▶ _WHAT THE TASK ASKS_
Copy everything from the line containing "Show me where the white water spray is." down to the line containing "[6,179,1024,948]", keeping each line identical to the original.

— start of RECORD LIST —

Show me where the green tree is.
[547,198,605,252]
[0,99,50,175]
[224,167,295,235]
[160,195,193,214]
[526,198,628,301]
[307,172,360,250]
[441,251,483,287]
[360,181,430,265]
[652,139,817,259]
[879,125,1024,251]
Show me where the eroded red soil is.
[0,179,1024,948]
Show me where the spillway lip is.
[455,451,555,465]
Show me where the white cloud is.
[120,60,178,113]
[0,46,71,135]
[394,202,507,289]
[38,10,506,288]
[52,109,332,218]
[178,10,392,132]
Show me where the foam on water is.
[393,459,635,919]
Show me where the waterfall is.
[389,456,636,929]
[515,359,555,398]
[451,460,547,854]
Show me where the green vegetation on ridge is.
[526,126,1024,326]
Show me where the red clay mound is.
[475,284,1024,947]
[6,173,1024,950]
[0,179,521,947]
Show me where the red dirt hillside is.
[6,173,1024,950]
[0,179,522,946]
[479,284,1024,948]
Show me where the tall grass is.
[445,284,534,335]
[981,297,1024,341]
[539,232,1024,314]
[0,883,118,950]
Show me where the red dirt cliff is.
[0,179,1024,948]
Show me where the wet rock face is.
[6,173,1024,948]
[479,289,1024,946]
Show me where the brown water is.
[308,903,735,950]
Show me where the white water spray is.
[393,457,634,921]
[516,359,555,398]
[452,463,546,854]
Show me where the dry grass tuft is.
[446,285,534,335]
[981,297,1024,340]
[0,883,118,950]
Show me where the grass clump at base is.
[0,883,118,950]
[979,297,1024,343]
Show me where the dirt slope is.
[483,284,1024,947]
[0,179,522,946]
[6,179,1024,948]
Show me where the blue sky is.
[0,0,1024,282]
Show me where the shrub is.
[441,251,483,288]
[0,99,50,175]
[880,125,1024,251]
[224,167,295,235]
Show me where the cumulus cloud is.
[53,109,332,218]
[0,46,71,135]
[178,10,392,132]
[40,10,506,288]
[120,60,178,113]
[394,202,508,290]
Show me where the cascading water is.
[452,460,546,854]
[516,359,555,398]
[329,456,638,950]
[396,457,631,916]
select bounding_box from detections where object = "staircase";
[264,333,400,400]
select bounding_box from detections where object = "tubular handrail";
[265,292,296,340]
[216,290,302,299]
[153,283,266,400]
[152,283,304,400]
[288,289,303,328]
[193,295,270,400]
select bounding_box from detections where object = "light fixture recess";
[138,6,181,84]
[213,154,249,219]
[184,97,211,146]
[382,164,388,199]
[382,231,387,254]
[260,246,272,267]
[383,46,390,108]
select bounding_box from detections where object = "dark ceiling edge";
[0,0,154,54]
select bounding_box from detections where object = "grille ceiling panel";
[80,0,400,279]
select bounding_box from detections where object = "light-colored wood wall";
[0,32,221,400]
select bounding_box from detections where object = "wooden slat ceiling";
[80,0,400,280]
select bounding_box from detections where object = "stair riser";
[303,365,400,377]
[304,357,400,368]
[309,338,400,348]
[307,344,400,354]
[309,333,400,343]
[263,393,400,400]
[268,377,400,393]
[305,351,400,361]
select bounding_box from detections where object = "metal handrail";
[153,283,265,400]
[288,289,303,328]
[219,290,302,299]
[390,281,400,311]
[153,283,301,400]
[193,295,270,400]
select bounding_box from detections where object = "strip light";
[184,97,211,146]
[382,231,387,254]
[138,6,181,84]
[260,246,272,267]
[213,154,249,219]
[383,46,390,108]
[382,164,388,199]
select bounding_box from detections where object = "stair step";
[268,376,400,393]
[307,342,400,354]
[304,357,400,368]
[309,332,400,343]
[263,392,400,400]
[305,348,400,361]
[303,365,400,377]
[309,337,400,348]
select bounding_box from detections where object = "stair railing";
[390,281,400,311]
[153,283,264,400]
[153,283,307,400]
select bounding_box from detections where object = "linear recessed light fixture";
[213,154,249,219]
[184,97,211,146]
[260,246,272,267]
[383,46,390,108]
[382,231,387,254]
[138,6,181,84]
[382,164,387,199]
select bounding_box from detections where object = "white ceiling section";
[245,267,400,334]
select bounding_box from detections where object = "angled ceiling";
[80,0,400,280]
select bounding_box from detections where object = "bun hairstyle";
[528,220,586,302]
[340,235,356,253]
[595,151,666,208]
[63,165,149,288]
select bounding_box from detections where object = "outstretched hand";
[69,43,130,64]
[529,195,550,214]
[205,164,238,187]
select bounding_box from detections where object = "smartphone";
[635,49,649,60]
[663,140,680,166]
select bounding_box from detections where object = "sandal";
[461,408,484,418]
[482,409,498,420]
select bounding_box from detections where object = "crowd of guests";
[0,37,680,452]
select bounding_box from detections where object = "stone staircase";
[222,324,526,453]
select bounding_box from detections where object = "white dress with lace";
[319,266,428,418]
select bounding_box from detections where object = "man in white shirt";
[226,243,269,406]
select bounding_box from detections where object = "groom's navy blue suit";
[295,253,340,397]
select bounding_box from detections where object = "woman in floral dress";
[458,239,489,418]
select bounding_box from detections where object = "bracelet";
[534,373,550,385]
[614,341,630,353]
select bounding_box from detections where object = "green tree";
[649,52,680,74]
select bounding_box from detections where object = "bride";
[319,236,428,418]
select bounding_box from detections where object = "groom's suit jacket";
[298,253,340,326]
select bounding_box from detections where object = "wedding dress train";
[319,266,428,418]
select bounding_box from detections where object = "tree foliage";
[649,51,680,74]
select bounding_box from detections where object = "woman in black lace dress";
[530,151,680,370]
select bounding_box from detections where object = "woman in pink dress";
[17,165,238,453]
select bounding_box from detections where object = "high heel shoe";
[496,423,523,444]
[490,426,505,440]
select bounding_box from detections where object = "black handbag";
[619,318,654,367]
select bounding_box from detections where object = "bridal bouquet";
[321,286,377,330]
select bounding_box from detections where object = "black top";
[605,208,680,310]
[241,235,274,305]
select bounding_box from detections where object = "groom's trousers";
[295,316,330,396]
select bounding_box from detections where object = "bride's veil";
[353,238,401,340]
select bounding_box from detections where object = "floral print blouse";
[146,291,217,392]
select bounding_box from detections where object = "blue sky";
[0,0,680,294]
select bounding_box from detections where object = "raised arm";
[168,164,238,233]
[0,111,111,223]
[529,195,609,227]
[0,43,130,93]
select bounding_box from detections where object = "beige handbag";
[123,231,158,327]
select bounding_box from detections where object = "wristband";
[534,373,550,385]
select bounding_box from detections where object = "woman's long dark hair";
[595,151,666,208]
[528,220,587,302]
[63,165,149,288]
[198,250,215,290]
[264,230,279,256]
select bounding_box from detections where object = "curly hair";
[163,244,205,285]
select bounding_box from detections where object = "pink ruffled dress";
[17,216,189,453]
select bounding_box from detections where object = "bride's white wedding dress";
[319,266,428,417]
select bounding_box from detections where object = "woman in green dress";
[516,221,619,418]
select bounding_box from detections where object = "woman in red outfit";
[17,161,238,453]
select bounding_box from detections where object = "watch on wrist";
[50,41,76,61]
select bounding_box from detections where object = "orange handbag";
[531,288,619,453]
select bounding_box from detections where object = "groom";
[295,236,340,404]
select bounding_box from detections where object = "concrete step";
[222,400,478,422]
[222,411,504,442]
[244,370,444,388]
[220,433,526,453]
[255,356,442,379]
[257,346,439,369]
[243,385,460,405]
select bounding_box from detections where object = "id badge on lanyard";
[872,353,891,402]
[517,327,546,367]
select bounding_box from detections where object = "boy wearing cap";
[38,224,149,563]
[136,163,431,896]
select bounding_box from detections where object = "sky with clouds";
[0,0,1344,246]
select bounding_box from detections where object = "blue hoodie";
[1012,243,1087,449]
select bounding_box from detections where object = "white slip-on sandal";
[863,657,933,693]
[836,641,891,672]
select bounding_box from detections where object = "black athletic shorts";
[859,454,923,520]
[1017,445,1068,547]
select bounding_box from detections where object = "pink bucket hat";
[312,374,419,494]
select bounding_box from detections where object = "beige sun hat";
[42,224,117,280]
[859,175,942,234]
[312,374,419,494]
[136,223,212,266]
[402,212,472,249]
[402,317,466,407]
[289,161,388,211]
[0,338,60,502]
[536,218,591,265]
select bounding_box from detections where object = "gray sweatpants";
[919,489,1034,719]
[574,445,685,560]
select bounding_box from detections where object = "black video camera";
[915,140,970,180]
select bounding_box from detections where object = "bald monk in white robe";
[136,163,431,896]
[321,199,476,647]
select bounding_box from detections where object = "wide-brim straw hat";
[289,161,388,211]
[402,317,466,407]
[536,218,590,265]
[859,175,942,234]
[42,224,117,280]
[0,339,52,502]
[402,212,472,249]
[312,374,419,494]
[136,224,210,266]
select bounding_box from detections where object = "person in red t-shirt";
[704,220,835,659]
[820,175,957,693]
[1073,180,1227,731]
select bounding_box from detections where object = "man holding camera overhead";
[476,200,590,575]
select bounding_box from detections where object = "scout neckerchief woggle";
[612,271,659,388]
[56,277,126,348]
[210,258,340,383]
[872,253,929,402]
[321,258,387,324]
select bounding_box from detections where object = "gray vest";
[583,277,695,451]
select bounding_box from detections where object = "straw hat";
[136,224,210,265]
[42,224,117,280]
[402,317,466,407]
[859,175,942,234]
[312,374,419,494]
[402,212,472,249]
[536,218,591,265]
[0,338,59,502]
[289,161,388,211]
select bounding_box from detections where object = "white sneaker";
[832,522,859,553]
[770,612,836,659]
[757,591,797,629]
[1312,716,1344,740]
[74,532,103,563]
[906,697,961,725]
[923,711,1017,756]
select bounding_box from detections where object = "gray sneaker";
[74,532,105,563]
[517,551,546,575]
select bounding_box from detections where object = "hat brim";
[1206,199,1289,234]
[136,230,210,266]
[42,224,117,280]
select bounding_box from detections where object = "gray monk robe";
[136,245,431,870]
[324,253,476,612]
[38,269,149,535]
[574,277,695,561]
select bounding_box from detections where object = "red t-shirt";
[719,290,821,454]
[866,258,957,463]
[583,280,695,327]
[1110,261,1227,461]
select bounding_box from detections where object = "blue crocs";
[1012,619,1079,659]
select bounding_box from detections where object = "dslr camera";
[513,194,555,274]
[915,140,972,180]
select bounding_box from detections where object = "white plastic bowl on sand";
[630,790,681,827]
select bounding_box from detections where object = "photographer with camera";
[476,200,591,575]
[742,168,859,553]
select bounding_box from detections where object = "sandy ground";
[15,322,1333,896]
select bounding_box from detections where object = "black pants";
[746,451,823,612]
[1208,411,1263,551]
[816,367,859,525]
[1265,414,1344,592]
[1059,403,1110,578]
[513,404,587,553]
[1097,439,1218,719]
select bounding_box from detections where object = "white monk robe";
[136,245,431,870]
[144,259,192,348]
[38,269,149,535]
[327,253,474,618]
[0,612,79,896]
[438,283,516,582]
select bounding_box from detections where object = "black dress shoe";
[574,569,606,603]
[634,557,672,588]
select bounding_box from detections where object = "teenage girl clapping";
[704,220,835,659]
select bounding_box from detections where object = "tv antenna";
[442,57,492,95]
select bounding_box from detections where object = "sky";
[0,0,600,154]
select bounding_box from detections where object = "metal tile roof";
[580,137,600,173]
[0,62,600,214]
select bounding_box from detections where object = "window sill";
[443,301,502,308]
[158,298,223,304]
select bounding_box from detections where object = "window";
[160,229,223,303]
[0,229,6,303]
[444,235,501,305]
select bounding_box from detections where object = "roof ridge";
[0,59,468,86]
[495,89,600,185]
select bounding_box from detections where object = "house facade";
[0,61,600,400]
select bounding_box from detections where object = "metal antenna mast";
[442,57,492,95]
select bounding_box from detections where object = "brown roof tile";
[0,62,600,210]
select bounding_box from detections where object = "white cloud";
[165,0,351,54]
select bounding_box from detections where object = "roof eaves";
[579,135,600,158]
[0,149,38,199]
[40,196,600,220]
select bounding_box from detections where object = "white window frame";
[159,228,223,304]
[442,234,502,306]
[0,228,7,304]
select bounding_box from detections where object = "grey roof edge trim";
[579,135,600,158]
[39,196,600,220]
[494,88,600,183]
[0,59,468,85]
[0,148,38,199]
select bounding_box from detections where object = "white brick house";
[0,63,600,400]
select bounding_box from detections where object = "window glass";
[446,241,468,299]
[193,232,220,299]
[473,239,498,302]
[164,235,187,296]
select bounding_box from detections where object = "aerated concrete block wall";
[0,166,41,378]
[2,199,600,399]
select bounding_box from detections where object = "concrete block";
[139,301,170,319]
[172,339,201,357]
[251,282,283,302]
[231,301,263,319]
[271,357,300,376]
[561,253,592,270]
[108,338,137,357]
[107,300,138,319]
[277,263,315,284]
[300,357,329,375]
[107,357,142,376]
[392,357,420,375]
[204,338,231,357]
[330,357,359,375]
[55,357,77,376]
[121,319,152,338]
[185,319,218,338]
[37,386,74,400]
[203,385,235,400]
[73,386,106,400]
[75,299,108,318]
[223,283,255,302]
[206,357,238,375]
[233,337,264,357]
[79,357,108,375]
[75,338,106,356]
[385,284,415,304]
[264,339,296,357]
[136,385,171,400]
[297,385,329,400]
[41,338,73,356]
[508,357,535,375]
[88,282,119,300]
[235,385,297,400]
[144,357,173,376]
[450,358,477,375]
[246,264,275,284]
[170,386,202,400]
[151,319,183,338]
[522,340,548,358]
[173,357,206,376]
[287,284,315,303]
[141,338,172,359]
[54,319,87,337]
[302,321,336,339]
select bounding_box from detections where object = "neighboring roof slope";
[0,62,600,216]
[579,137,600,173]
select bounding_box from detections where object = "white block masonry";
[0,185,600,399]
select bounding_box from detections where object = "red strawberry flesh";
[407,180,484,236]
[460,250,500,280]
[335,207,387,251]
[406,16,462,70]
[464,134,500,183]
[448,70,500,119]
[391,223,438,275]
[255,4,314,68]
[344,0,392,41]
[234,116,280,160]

— end of RECORD LIST —

▶ _SOLUTION TO THE EXERCISE_
Show me where the white water spray is.
[393,457,634,921]
[516,359,555,398]
[452,463,546,854]
Show me where the dry grass tuft is.
[446,285,534,335]
[981,297,1024,340]
[0,883,118,950]
Show me where the grass clump at base is.
[0,883,118,950]
[979,297,1024,343]
Show me where the dirt slope is.
[483,284,1024,947]
[0,179,522,946]
[6,179,1024,948]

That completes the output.